● Record set:
◇ ◇ ◇ ◇

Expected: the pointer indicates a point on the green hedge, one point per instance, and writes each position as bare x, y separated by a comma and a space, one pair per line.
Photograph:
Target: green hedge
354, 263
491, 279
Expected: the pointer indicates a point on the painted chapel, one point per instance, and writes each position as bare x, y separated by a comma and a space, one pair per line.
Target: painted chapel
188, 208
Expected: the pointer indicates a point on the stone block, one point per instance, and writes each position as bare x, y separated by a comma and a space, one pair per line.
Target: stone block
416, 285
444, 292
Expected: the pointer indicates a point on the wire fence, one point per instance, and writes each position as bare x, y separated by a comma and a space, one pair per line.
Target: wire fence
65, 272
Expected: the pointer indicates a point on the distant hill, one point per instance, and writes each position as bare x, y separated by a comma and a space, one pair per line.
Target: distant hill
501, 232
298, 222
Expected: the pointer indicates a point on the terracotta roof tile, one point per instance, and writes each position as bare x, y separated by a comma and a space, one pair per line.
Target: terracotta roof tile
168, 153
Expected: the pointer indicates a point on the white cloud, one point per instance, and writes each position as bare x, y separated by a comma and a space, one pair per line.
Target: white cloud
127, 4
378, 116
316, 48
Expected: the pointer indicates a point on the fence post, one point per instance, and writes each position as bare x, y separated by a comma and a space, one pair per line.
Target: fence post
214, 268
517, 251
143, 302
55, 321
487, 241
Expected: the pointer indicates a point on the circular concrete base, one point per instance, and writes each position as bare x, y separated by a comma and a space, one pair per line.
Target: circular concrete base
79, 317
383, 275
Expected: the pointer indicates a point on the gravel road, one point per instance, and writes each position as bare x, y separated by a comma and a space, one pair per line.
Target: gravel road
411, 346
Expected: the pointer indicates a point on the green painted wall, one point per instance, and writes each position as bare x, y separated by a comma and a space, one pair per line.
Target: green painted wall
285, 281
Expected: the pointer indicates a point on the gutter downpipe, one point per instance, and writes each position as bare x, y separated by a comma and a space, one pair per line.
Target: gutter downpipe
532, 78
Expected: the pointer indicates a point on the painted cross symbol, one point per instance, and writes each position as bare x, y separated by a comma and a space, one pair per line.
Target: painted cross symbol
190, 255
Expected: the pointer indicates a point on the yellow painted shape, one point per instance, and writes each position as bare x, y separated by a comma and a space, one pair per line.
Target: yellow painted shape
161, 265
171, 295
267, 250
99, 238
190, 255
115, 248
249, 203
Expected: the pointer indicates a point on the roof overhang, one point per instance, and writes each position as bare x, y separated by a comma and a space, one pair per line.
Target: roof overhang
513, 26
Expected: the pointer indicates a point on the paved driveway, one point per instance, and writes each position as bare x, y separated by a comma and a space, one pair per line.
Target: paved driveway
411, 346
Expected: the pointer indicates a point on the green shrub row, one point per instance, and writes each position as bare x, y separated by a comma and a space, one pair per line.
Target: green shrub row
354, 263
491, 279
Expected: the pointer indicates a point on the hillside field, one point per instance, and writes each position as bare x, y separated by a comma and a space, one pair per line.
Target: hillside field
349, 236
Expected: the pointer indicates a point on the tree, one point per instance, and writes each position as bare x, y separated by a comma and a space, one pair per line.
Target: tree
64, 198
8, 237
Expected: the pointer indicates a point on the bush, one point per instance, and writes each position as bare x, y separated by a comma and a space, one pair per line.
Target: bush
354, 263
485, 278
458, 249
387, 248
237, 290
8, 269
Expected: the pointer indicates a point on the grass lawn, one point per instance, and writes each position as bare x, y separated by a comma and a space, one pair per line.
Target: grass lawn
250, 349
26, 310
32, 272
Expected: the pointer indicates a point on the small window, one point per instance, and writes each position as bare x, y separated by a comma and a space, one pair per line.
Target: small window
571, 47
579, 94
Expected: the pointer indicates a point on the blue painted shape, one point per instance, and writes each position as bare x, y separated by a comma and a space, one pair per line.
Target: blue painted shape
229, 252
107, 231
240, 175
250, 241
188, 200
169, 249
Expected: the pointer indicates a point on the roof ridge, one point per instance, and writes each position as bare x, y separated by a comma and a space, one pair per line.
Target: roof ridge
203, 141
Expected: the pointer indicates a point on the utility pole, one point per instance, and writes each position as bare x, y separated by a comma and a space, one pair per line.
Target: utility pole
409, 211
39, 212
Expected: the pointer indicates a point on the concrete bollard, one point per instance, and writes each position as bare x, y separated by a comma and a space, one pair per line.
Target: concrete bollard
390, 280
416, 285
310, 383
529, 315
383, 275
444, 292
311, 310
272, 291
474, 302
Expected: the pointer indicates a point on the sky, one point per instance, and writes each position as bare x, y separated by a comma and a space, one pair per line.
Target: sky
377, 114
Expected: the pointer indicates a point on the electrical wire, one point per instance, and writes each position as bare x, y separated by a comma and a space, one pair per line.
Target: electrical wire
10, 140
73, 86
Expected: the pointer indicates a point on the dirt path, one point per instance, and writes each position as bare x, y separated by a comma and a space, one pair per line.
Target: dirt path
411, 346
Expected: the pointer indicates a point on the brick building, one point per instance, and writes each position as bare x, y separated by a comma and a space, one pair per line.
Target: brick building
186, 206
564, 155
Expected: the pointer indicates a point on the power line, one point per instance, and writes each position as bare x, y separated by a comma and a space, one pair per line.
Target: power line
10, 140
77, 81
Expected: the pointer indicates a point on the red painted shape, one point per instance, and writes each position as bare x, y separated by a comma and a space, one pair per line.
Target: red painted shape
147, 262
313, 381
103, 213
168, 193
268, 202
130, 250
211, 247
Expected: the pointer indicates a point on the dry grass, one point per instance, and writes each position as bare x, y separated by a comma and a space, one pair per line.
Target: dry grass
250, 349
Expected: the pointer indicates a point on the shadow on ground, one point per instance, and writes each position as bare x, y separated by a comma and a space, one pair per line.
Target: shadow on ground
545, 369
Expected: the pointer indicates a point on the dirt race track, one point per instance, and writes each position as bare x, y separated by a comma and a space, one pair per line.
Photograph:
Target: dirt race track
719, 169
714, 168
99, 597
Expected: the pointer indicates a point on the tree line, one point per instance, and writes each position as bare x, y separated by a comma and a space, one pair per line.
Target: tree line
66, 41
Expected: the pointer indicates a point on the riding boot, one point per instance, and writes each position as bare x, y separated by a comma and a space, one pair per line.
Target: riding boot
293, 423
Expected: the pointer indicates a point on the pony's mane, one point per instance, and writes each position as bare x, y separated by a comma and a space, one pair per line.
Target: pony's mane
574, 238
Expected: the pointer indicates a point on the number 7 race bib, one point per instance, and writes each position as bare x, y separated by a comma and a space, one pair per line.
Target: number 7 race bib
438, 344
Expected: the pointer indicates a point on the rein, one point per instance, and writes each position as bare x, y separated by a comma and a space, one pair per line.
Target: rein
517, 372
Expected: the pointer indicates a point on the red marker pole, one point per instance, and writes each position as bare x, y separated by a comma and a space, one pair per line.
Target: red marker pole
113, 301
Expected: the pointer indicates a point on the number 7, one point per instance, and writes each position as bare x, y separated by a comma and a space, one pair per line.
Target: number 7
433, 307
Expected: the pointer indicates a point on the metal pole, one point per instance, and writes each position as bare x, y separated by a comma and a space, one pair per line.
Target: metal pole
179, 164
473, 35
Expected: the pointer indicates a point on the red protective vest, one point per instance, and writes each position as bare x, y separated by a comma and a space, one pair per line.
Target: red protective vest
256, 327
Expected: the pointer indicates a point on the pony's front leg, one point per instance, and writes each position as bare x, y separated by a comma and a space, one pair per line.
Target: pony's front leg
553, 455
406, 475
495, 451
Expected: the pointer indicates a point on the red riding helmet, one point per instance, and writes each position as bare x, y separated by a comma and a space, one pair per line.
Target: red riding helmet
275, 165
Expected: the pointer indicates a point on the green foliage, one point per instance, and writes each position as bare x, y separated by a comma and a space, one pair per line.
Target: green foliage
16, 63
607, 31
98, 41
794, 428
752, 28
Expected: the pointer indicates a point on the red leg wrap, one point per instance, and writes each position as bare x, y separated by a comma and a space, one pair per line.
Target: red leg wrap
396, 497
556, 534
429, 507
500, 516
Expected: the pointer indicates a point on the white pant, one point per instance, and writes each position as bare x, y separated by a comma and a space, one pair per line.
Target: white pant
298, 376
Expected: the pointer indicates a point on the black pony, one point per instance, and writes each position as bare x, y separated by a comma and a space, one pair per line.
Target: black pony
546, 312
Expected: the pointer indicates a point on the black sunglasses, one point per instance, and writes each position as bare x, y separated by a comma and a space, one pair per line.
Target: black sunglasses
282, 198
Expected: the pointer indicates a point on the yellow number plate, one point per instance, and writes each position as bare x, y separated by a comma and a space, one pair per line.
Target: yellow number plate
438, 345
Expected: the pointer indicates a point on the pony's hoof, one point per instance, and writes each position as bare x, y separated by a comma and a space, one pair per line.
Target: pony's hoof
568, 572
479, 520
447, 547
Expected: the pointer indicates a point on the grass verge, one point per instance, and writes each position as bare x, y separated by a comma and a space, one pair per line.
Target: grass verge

◇ ◇ ◇ ◇

● Exercise prompt:
Starting with the line that contains "Expected: the pointer indicates a point on the black pony, one", repeat each line through the last one exactly as it appears. Include both ends and nothing more.

● Solution for this problem:
Expected: the pointer indicates a point on the black pony, one point per instance, and writes each position as bare x, y separated by a comma and a space, one pair per line.
Target: black pony
546, 312
Expected: the pointer indicates a point on the black sunglasses, one point per instance, and writes each position as bare x, y separated by a comma and a space, one pair per line.
Target: black sunglasses
282, 198
Expected: the pointer indicates a point on the yellow number plate, one point per instance, and writes each position as bare x, y separated by a comma and a space, one pair per line.
Target: yellow number plate
438, 345
Expected: the pointer indicates a point on the pony's hoof, one point per instance, and writes each position as bare x, y separated by a comma and a space, one pair per line.
Target: pony's hoof
568, 572
479, 520
447, 547
Expected: the pointer indicates a point on the grass verge, one point per instance, and writes each position as bare x, y separated by a comma and a space, one pair per line.
Target: grass verge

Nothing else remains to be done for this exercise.